Nothing but the lines from the line with "rough mask: <svg" through the end of the data is to be copied, and each is to be copied exactly.

##### Entries shown #####

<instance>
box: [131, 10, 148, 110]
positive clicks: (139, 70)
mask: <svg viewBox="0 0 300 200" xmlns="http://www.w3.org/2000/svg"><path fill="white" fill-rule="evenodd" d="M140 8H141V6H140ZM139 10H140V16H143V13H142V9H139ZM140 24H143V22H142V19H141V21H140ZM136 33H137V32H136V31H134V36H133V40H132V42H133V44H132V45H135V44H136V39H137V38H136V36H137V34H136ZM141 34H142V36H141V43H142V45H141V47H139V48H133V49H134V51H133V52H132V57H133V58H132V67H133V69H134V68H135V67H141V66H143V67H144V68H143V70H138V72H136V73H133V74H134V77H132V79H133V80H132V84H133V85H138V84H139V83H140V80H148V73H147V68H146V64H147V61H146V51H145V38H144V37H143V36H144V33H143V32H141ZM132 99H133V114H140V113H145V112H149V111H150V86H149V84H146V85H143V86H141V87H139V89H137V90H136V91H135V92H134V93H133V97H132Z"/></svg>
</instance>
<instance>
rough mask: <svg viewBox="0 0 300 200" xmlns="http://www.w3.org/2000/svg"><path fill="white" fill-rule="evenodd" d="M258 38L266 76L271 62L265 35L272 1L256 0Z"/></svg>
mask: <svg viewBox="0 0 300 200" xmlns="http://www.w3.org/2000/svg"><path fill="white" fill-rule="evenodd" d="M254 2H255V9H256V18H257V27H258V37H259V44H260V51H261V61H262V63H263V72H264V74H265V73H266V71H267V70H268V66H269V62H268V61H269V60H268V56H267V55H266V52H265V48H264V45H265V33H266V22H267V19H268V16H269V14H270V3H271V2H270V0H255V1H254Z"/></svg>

#####

* **Solution**
rough mask: <svg viewBox="0 0 300 200" xmlns="http://www.w3.org/2000/svg"><path fill="white" fill-rule="evenodd" d="M258 38L266 76L271 62L265 35L272 1L256 0Z"/></svg>
mask: <svg viewBox="0 0 300 200" xmlns="http://www.w3.org/2000/svg"><path fill="white" fill-rule="evenodd" d="M254 2H255V9H256V18H257V27H258V37H259V44H260V51H261V61H262V63H263V72H264V74H265V73H266V71H267V70H268V66H269V62H268V61H269V60H268V56H267V55H266V52H265V48H264V45H265V33H266V22H267V19H268V16H269V14H270V3H271V2H270V0H255V1H254Z"/></svg>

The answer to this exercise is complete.